§ What you need to do: Print the section of the internal linking article that opens with the words containing "As contrary to" and closes with "to and from.".

§ Extract to read:
◇ ◇ ◇ ◇ ◇ ◇ ◇
An internal link building “strategy” may be a misnomer in this article’s instance. This guide helps you learn the right way to link up your internal pages and build a good internal linking structure so that you are more likely to rank up the Google search engine results. It is like teaching you how to drive a car; one could hardly say you have been taught a car-driving strategy. Internal links and SEO are still related, so it pays to get it right.
Links (both internal and external) are still a ranking factor when it comes to climbing your way up the Google search engine results. Serviceable and usable internal links are useful for the user experience (which is a ranking factor), internal links help reduce bounces away from your domain (another good ranking factor), and cleverly placed external links show Google that you care about the user and the user experience rather than hogging the user all for yourself.
It may all sound a little wishy-washy and vague, but the Google algorithm isn’t something you can quantify anymore. Google uses big data technology to rank websites based on internal links and SEO, (among many other things). Google is using big data technology to figure out which users are having a good time and which are not, and if your website doesn’t put your user first, then your site will struggle to rank highly. The old notion that Google uses your links to figure out what your website is all about is almost redundant. Google utilises the data it draws from user interactions with your site (among other things) to figure out what your website is about.
Side Note – Using an internal link checker to check for broken internal links is a good idea, but remember that companies such as Go Daddy have banned the use of specific internal link checker plugins, so maybe avoid internal link checker plugins and/or internal link checker software that you have to install into your website.
As contrary to common sense as it sounds, the blogger usually knows best when it comes to which internal links are the most suitable and which internal linking structure is the best. This may seem incorrect since the blogger is usually emotionally involved with his or her blog, and bloggers often have a hard time pandering to the wants/desires of their audience because they cannot see the flaws in their own work. However, a single-contributor will often remember the posts or pages that he/she worked on and will usually know which posts to link to and from.
For example, if you wrote a series on debt management, and you are writing a post about wealth building, you can probably remember a debt management post you wrote about paying down credit card debt that will work correctly within the article on wealth building that you are writing now. Sadly, when a website is built in collaboration with numerous other contributors, knowing the best and worst internal links to place is very difficult. That is where internal links and SEO become more challenging to manage.
◇ ◇ ◇ ◇ ◇ ◇ ◇
Location identification items:
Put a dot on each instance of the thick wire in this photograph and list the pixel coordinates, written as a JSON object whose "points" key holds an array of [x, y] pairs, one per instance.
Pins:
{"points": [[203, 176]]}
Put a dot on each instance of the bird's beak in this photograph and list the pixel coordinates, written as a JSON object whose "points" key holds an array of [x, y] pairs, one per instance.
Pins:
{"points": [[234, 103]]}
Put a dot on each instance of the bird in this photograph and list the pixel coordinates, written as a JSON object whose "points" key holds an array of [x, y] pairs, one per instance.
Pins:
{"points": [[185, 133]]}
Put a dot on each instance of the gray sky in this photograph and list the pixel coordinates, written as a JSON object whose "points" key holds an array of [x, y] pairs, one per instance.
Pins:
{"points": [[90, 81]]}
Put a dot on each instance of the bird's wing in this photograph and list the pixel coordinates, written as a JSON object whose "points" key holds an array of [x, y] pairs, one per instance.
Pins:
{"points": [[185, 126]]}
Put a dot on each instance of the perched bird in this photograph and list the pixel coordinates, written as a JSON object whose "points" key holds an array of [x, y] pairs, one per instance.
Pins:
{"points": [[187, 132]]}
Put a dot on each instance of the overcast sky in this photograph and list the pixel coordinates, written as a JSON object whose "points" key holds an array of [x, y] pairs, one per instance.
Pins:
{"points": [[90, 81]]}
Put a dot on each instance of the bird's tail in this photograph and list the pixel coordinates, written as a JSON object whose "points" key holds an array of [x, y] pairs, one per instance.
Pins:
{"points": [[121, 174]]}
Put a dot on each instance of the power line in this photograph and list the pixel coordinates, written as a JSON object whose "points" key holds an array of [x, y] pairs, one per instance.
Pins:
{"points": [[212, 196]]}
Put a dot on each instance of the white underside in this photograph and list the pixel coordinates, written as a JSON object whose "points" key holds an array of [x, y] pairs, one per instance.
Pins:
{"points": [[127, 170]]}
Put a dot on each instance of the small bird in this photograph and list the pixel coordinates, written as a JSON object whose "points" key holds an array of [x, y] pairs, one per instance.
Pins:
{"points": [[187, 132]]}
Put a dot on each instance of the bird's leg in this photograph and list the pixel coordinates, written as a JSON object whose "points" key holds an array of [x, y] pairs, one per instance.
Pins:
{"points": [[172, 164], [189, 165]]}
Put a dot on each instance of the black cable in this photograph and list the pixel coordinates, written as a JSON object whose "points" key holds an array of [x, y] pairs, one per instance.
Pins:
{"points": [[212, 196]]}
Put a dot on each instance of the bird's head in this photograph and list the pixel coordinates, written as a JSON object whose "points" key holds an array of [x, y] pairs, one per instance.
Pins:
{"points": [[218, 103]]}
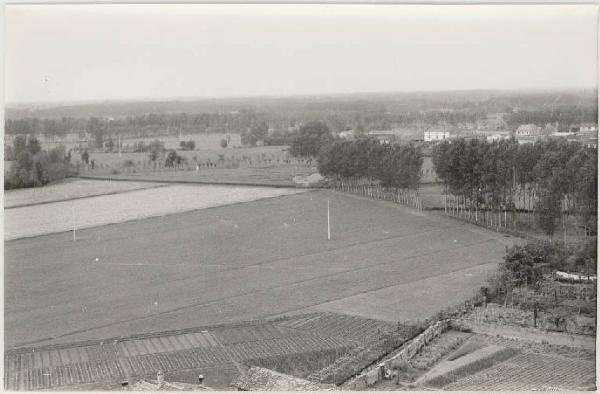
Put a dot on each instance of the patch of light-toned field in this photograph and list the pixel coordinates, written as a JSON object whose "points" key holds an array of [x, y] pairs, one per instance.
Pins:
{"points": [[94, 211], [69, 190]]}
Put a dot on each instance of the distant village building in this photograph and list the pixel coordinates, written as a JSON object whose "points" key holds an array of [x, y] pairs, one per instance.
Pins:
{"points": [[584, 128], [527, 130], [384, 137], [346, 134], [497, 136], [435, 135]]}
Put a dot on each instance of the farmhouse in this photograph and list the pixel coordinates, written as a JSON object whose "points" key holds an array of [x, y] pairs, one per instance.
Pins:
{"points": [[346, 134], [497, 136], [435, 135], [585, 128], [527, 130], [384, 137]]}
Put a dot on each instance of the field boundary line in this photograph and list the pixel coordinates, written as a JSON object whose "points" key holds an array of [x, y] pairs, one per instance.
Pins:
{"points": [[263, 318], [301, 191], [275, 316], [183, 307], [84, 197], [199, 182]]}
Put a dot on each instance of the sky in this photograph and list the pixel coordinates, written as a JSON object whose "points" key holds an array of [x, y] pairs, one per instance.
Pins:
{"points": [[63, 53]]}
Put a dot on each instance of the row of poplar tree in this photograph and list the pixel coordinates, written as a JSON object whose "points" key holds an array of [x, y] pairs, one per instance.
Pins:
{"points": [[549, 179]]}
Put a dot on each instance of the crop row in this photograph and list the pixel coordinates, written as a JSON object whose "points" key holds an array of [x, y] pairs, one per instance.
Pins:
{"points": [[281, 346], [530, 371], [150, 363], [252, 333], [80, 373]]}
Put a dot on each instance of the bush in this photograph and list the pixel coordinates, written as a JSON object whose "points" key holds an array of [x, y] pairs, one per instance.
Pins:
{"points": [[35, 167], [311, 138]]}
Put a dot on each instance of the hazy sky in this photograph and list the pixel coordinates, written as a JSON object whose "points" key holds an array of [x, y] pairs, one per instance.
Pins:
{"points": [[89, 52]]}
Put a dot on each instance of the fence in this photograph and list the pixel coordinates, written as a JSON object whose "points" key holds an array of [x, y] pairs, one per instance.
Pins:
{"points": [[371, 189]]}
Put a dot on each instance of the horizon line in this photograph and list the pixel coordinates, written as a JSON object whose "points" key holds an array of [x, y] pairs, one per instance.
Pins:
{"points": [[62, 103]]}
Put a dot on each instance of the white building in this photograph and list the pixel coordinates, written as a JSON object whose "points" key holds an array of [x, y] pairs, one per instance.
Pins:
{"points": [[588, 128], [497, 136], [347, 134], [435, 135], [526, 130]]}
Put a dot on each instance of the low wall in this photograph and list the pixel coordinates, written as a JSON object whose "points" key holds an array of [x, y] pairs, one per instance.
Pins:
{"points": [[408, 351]]}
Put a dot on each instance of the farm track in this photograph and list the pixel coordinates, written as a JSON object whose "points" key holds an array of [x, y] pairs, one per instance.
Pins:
{"points": [[110, 361]]}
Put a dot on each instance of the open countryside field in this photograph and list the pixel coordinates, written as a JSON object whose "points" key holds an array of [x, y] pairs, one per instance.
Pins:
{"points": [[32, 220], [238, 262], [68, 190], [114, 160], [272, 176]]}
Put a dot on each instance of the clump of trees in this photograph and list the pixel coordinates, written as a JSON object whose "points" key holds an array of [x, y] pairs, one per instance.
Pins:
{"points": [[259, 131], [529, 265], [550, 178], [187, 145], [173, 159], [34, 166], [392, 165], [311, 138], [156, 148]]}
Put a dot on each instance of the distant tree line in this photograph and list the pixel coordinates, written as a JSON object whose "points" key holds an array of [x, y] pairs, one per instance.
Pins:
{"points": [[392, 165], [550, 178], [563, 116], [33, 166]]}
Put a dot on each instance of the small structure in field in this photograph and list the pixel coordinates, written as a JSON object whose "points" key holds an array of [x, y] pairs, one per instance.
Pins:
{"points": [[263, 379]]}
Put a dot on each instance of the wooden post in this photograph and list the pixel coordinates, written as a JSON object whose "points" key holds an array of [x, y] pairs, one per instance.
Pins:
{"points": [[73, 215], [328, 223]]}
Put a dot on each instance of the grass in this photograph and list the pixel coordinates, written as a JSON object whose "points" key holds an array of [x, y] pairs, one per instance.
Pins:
{"points": [[114, 208], [68, 189], [275, 176], [235, 263], [251, 156]]}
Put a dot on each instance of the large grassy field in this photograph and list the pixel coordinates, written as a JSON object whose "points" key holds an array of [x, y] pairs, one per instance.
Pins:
{"points": [[240, 262]]}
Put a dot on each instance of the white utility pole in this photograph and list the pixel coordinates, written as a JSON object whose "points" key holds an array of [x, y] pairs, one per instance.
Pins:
{"points": [[328, 223], [73, 214]]}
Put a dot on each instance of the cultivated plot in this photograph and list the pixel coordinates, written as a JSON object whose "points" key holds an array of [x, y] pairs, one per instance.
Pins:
{"points": [[61, 216], [68, 190], [238, 262]]}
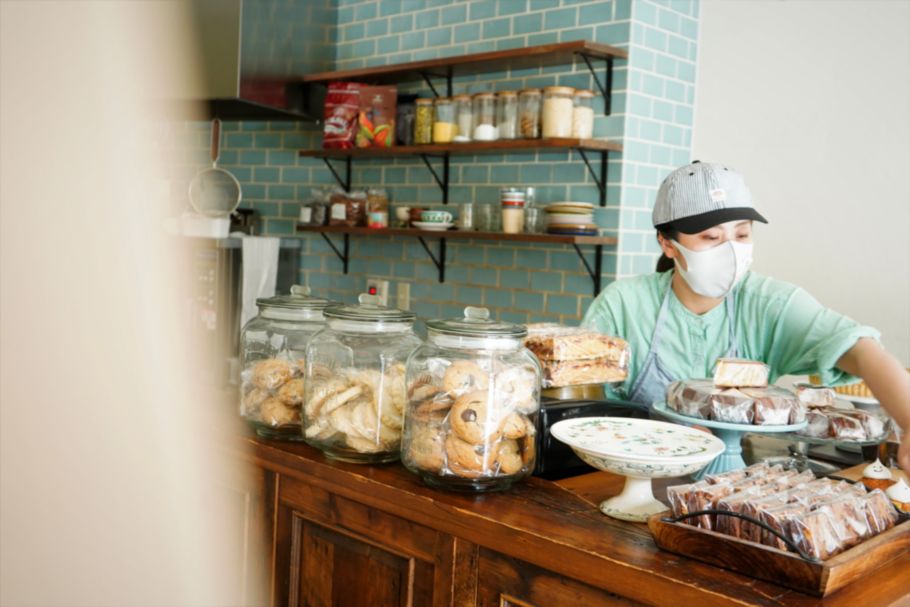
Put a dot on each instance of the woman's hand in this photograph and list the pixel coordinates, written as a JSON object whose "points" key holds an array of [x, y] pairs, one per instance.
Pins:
{"points": [[888, 381]]}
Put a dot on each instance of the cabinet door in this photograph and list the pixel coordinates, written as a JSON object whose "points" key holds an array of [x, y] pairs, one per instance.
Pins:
{"points": [[335, 551]]}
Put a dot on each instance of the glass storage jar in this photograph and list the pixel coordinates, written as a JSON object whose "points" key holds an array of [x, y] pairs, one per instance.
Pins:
{"points": [[556, 115], [423, 121], [583, 115], [529, 113], [272, 357], [354, 393], [484, 105], [507, 115], [473, 402]]}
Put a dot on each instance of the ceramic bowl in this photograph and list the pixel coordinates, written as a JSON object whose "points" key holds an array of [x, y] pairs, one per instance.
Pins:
{"points": [[639, 449]]}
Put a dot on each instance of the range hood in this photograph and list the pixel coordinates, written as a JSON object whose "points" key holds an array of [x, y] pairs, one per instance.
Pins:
{"points": [[255, 52]]}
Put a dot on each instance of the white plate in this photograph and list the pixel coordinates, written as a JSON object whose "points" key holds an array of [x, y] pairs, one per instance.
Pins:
{"points": [[432, 225]]}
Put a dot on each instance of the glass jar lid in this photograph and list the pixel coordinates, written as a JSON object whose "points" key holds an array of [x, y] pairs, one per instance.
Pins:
{"points": [[477, 323], [368, 309]]}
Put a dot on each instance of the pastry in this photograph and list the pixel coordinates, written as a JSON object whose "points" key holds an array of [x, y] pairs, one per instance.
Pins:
{"points": [[877, 476], [739, 373], [464, 376], [899, 494]]}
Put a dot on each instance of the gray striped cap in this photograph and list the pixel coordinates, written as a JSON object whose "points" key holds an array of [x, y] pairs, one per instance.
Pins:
{"points": [[702, 195]]}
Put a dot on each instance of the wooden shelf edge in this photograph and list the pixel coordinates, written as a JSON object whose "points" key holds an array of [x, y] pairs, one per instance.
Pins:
{"points": [[462, 235], [469, 149], [491, 60]]}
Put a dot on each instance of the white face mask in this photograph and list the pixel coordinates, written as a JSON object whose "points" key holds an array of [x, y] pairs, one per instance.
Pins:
{"points": [[715, 271]]}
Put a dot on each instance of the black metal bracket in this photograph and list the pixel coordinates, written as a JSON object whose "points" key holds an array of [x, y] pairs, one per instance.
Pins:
{"points": [[596, 272], [343, 256], [448, 77], [600, 175], [605, 87], [439, 262], [346, 182], [442, 181]]}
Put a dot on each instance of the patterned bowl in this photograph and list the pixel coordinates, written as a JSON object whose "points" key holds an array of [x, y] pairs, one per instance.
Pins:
{"points": [[639, 449]]}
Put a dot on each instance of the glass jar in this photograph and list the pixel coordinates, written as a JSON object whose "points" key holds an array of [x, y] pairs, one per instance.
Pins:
◇ ◇ ◇ ◇ ◇ ◇ ◇
§ Problem solution:
As contrary to common sense as it sounds, the blogger usually knows best when it comes to which internal links are the most suitable and which internal linking structure is the best. This may seem incorrect since the blogger is usually emotionally involved with his or her blog, and bloggers often have a hard time pandering to the wants/desires of their audience because they cannot see the flaws in their own work. However, a single-contributor will often remember the posts or pages that he/she worked on and will usually know which posts to link to and from.